■ WHAT TO DO
Reproduce every line from the start of the data through the line that contains "xmin=59 ymin=70 xmax=390 ymax=240", requests included, scaling each bounding-box coordinate in the answers by 1.45 and rounding it to a whole number, with halves rounded up. Keep the numbers in the requests and in their format samples unchanged.
--- DATASET EXTRACT ---
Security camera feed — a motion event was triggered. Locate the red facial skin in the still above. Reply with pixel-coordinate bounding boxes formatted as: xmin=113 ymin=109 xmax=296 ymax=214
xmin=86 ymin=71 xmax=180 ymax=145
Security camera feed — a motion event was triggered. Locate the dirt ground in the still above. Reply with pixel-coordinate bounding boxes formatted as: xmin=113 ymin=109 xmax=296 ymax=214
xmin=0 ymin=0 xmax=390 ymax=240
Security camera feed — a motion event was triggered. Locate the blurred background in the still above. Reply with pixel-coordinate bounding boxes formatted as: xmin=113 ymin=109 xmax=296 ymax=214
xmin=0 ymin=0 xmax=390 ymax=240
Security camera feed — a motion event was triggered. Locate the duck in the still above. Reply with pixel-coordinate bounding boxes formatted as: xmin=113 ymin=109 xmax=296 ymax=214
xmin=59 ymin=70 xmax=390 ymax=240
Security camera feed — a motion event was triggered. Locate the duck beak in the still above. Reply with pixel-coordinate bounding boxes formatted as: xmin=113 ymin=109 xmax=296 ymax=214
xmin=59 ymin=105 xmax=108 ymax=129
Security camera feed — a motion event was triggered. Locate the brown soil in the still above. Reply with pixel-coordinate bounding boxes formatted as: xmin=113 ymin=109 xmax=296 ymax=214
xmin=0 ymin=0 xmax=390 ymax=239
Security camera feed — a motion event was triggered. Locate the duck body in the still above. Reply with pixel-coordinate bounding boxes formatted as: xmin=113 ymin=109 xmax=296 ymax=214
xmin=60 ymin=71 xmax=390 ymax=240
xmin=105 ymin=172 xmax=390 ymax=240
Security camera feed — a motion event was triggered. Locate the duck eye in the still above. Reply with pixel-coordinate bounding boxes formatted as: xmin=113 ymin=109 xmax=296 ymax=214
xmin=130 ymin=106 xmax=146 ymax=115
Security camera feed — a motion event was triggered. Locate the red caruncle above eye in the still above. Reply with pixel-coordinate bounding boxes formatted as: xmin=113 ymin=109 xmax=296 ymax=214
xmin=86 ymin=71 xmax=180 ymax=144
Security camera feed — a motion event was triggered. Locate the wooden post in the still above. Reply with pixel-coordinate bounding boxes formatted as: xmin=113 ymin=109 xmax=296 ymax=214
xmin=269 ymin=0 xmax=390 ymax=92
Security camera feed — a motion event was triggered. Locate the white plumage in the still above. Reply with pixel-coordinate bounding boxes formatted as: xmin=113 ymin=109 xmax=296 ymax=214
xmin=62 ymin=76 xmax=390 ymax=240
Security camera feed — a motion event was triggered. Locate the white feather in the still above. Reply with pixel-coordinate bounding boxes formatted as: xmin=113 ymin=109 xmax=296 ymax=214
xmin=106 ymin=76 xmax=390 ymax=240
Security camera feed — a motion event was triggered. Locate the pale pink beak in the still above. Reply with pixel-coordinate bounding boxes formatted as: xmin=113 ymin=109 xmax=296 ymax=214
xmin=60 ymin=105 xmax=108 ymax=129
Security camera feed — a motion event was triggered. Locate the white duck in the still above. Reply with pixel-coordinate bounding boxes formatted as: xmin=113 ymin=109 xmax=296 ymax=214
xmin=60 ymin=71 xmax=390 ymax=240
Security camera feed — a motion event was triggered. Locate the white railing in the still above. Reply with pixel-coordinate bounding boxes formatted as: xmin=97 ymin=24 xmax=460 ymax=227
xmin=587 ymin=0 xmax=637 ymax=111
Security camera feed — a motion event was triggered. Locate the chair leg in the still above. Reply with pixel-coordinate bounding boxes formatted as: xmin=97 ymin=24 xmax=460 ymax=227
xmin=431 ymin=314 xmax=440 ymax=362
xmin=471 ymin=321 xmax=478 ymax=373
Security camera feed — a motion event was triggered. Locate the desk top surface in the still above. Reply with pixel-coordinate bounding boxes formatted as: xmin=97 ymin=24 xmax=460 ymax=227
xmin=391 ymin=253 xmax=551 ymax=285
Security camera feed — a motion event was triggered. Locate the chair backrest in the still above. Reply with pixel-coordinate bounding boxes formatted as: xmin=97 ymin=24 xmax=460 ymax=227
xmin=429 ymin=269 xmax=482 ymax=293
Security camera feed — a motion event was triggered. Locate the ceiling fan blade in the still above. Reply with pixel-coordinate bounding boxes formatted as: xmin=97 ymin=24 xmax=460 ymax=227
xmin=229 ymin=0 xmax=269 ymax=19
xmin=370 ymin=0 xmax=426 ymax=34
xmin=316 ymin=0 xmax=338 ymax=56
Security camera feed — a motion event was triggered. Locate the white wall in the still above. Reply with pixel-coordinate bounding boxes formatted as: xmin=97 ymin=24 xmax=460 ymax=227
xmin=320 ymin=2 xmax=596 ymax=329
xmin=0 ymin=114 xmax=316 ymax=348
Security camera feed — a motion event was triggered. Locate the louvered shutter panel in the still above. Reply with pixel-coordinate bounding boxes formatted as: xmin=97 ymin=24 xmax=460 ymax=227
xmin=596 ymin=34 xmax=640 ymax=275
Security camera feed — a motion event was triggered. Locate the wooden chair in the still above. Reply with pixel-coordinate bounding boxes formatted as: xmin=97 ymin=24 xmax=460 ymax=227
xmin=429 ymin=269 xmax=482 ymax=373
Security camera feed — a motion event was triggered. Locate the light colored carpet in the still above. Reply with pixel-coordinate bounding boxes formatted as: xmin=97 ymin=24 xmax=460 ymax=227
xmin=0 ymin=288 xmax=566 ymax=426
---
■ RESPONSE TO THIS EXERCISE
Security camera feed — a motion event was triggered. Locate the red facial skin in the still above. Reply with pixel-coordinate bounding boxes formatted as: xmin=113 ymin=109 xmax=296 ymax=214
xmin=125 ymin=103 xmax=261 ymax=210
Security camera feed — a motion event was triggered. Locate the dirt ground in the still above. Reply with pixel-coordinate bounding boxes formatted as: xmin=113 ymin=109 xmax=296 ymax=214
xmin=0 ymin=0 xmax=566 ymax=348
Security camera feed — a motion event was triggered. Locate the blurred background in the still above. Reply with pixel-coordinate bounding boxes formatted as: xmin=113 ymin=109 xmax=296 ymax=214
xmin=0 ymin=0 xmax=566 ymax=348
Security camera feed — a motion event was triggered. Locate the duck in the still above. Reply with pixel-coordinate bounding boxes formatted as: xmin=113 ymin=109 xmax=296 ymax=214
xmin=86 ymin=102 xmax=566 ymax=348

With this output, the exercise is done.